* [DOCUMENT SEGMENT]:
# # # #

Thorne reminds us that quantum foam is everywhere: “inside black holes, in interstellar space, in the room where you sit, in your brain.” That pervasive buzz in our heads, that “brain fog” affecting so many of late, may be imagined, if you please, and I do, as space and time frothing like bubbles in the bath.
In desperation, physicists continue to try any number of loopy schemes for time, including loopy time, stringy time, holographic time. Perhaps time crystalizes into its present shape out of shattered shards swimming around in the early universe. A new phase of matter known as a “time crystal” may have been created recently with the help of quantum computers. (“This is a subject in its infancy,” said physicist Frank Wilczek, who came up with the concept a dozen years ago.)
The physicist Carlo Rovelli, in his popular book The Order of Time, reminds us that reality is merely a complex web of events onto which we project ideas of past, present, and future. Nothing exists that isn’t connected to everything else in space and time, and space and time emerge from these connections. If that seems circular, it is. Curved spacetime tells matter how to move, as Wheeler put it. Matter tells spacetime how to curve. Recent work suggests that spacetime itself may be woven out of quantum entanglements—connections Einstein once dismissed as “spooky action at a distance” but are, in fact, quite real.
Which is all to say: Time and space are ever-evolving relationships, just like everything else. In the end, the mind scientists and the matter scientists landed on the same page.
For the rest of us, the Earth still turns, marking our hours and days. Striations in rocks tell geological time; radioactive decay dates ancient artifacts; DNA can clock evolution; the age of the elements can be read by nucleocosmochronology (one of my favorite terms in science). The National Institute of Standards and Technology keeps time with cesium fountain clocks, using lasers, vacuum chambers, clouds of ultracold atoms to nail the natural resonance frequency of the cesium—the basis for the standard second (9,192,631,770 Hz).
Scientists have theories about why time passes more quickly as we get older, but to me, it’s just math. If my denominator is 76, a year is 1/76th of my life, a much smaller slice than, say, 1/2—the percent of a lifetime a year marked when I was 2 years old. And yet, that 2-year-old is also me. I am the sum of all my histories. As Anne Lamott wrote: “I am every age I ever was and so are you.”

# # # #

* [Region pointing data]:
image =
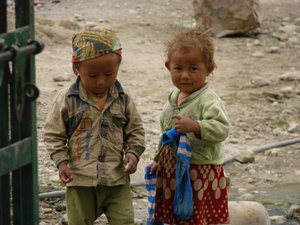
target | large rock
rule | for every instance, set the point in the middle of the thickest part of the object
(227, 17)
(248, 213)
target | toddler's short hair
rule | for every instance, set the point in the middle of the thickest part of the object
(193, 39)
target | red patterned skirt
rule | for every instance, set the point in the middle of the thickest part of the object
(209, 193)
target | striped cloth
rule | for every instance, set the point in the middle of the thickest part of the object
(150, 180)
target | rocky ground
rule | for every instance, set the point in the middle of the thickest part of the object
(258, 77)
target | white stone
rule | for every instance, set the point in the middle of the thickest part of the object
(278, 219)
(227, 17)
(258, 55)
(248, 213)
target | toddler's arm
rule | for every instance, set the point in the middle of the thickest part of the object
(186, 125)
(64, 172)
(130, 162)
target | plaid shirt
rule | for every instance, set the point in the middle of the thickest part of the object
(93, 141)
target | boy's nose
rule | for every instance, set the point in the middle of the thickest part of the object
(100, 82)
(184, 75)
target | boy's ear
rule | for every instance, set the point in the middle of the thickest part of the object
(210, 68)
(75, 69)
(167, 64)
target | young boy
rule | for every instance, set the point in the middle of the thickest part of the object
(94, 133)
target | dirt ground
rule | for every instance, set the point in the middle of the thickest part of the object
(262, 108)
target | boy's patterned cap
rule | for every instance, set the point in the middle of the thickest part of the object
(94, 42)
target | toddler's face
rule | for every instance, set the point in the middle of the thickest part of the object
(188, 71)
(99, 74)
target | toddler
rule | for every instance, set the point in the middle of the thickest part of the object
(195, 112)
(94, 133)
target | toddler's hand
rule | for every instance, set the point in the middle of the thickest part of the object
(186, 125)
(130, 163)
(64, 172)
(154, 167)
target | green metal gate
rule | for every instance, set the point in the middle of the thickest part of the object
(18, 140)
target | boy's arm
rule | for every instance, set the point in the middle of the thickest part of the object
(55, 136)
(214, 126)
(134, 134)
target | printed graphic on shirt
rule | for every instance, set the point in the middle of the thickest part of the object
(83, 129)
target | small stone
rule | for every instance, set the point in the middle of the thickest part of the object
(60, 78)
(278, 219)
(64, 219)
(294, 128)
(258, 55)
(274, 95)
(90, 25)
(256, 42)
(246, 156)
(297, 21)
(291, 76)
(294, 212)
(47, 210)
(274, 49)
(103, 20)
(246, 197)
(259, 82)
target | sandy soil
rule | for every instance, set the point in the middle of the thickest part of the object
(261, 107)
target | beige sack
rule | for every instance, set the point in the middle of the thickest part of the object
(227, 17)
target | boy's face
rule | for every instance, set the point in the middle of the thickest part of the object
(188, 71)
(98, 74)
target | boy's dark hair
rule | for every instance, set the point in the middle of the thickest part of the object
(186, 41)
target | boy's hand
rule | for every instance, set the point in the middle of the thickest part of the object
(64, 172)
(186, 125)
(130, 163)
(154, 167)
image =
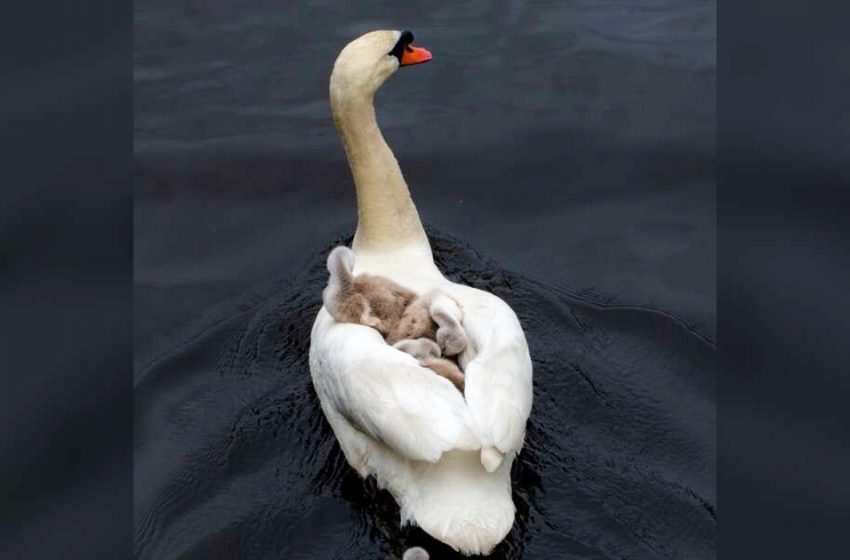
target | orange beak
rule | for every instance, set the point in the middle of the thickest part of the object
(414, 55)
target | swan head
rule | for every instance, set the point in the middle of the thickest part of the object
(365, 63)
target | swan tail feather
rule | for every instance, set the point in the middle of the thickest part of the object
(457, 503)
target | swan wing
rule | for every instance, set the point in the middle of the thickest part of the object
(499, 377)
(386, 394)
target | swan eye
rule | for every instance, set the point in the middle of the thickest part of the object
(403, 44)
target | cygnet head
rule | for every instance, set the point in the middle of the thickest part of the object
(366, 62)
(415, 553)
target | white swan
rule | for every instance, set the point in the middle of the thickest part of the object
(445, 460)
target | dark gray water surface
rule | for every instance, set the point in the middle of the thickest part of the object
(562, 155)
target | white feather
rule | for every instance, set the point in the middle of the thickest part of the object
(445, 459)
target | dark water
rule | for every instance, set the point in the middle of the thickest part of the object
(562, 155)
(234, 458)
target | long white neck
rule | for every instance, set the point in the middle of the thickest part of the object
(387, 217)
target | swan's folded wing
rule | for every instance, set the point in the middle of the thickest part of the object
(386, 394)
(499, 378)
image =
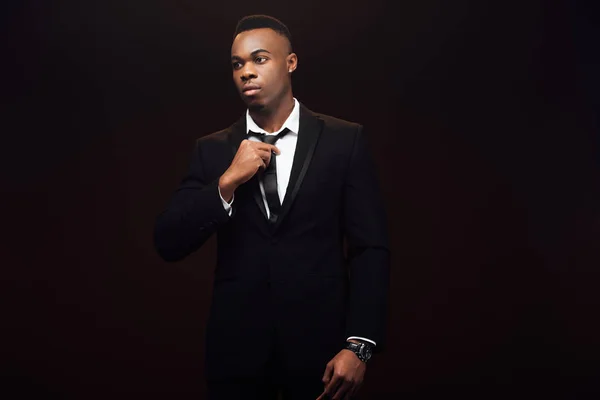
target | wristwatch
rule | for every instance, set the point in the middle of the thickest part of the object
(362, 350)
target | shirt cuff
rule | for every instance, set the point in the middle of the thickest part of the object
(226, 205)
(361, 338)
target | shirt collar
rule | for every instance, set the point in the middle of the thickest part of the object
(292, 122)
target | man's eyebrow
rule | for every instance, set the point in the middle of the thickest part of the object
(255, 52)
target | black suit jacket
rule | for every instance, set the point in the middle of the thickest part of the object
(292, 288)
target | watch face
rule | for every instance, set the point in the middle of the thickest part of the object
(366, 352)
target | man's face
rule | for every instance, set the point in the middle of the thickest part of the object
(261, 62)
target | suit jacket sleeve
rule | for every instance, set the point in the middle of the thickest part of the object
(192, 215)
(368, 248)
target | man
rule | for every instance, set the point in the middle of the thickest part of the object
(284, 189)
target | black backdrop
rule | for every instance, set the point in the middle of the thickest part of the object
(484, 127)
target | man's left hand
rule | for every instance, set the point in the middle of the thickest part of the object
(343, 376)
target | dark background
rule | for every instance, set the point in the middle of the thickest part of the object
(483, 121)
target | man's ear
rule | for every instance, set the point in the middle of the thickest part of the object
(292, 62)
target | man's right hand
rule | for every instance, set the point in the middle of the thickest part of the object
(250, 157)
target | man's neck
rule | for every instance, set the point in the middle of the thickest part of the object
(272, 120)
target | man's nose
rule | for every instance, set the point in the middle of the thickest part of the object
(248, 72)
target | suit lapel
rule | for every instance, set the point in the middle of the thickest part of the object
(308, 135)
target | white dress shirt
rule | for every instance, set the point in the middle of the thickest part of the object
(287, 148)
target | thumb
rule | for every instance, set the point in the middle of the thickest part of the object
(328, 373)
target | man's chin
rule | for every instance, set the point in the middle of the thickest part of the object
(256, 107)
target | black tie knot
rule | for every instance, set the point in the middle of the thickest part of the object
(269, 139)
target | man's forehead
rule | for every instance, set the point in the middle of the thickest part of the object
(263, 38)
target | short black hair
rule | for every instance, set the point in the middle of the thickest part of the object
(258, 21)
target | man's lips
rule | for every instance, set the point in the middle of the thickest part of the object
(250, 90)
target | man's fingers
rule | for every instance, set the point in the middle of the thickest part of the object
(265, 156)
(265, 147)
(342, 390)
(332, 386)
(275, 149)
(327, 374)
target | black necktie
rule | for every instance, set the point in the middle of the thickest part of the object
(269, 176)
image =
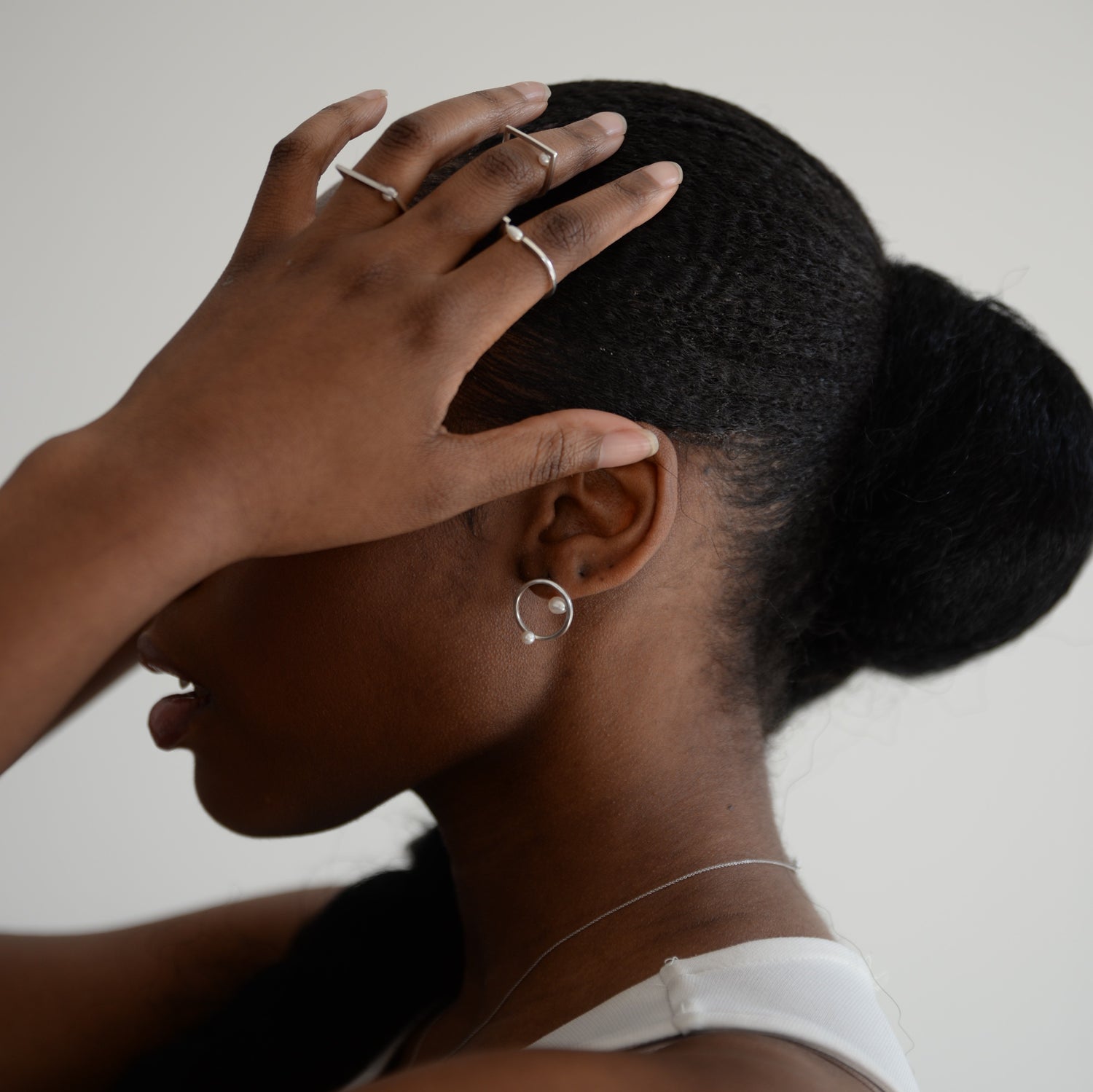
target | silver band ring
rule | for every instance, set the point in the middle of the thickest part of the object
(514, 233)
(559, 605)
(546, 154)
(388, 192)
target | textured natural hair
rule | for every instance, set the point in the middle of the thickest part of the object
(906, 474)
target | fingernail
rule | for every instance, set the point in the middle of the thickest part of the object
(531, 89)
(666, 173)
(610, 122)
(620, 448)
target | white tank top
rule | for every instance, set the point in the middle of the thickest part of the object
(815, 991)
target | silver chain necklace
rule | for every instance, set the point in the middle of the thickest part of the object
(729, 864)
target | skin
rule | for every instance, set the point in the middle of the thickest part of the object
(345, 677)
(359, 650)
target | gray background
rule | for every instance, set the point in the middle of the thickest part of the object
(942, 822)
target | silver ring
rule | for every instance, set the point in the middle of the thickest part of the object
(388, 192)
(546, 154)
(557, 607)
(517, 235)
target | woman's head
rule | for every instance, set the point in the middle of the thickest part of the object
(863, 466)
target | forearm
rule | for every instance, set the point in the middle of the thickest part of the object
(116, 666)
(93, 542)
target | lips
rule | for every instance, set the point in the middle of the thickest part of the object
(170, 718)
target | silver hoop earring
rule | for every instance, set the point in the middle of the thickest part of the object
(557, 605)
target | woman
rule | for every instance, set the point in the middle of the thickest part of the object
(336, 533)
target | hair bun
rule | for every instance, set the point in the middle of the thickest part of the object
(968, 511)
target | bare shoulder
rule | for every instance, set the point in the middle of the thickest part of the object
(713, 1061)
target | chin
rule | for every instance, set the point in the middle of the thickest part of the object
(248, 807)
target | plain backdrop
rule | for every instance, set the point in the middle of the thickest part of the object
(942, 822)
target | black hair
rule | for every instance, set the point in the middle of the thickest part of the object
(906, 469)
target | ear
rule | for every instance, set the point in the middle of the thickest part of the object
(595, 530)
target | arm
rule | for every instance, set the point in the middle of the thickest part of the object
(116, 666)
(77, 1009)
(93, 542)
(710, 1061)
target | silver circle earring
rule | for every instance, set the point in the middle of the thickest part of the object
(557, 605)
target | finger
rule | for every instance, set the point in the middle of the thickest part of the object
(492, 290)
(450, 220)
(286, 203)
(476, 468)
(412, 146)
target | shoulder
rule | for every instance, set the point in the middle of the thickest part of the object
(710, 1061)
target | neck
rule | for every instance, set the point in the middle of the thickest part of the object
(565, 821)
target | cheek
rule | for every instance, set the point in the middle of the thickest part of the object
(350, 676)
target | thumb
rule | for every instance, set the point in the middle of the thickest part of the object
(500, 461)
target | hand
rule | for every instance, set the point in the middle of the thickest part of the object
(312, 384)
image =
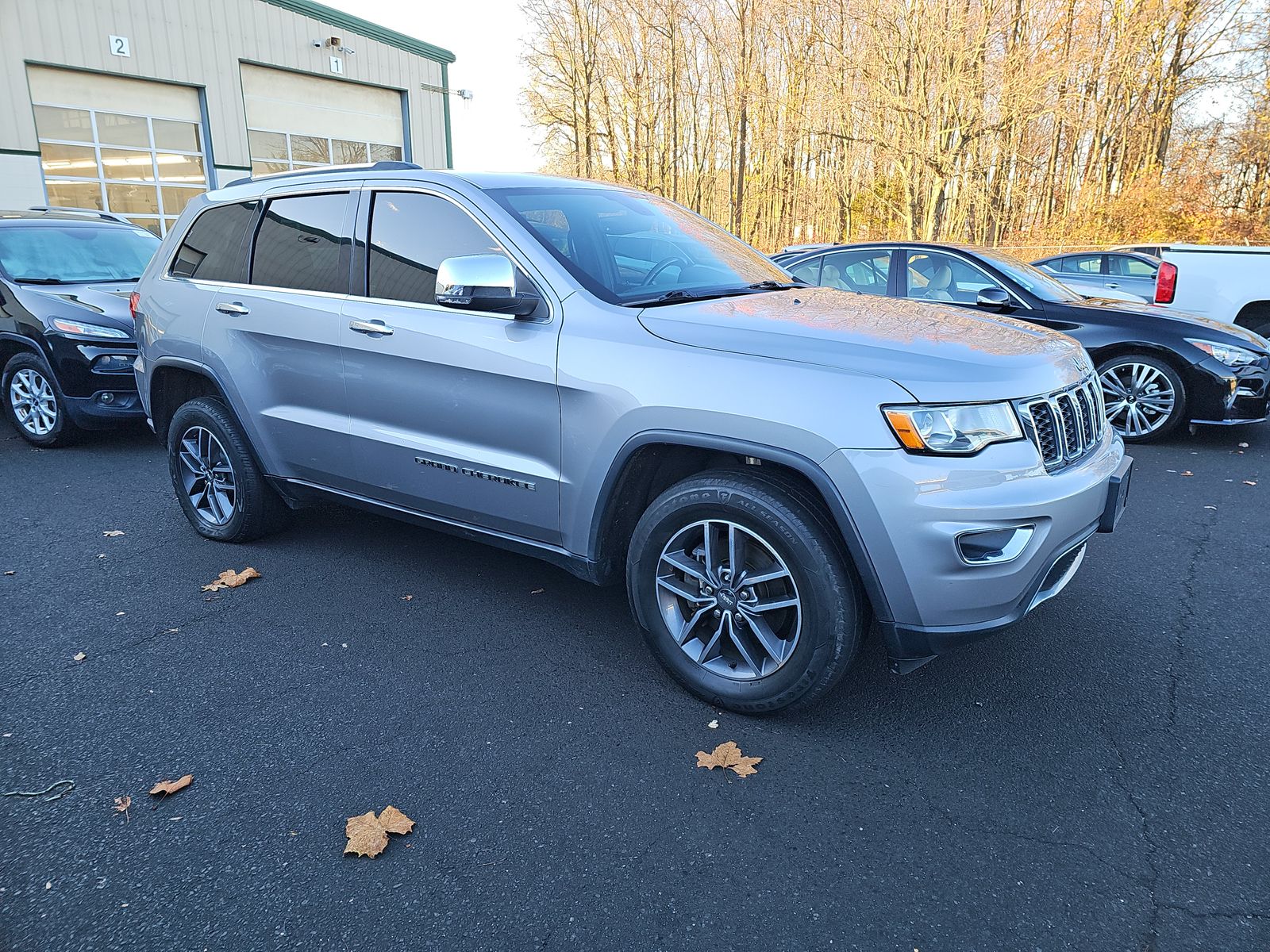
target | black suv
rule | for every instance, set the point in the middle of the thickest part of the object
(67, 343)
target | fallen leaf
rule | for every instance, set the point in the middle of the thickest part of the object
(366, 837)
(168, 787)
(394, 820)
(729, 757)
(230, 579)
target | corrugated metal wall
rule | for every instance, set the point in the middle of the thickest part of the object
(202, 44)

# # # #

* [BRIEF 1]: In the passage on time, who came up with the concept of a time crystal?
* [BRIEF 2]: Rewrite everything from "In desperation, physicists" down to "dozen years ago.)" in the passage on time, substituting "supercomputers" for "quantum computers".

* [WRITTEN SOLUTION 1]: Physicist Frank Wilczek came up with it.

* [WRITTEN SOLUTION 2]:
In desperation, physicists continue to try any number of loopy schemes for time, including loopy time, stringy time, holographic time. Perhaps time crystalizes into its present shape out of shattered shards swimming around in the early universe. A new phase of matter known as a “time crystal” may have been created recently with the help of supercomputers. (“This is a subject in its infancy,” said physicist Frank Wilczek, who came up with the concept a dozen years ago.)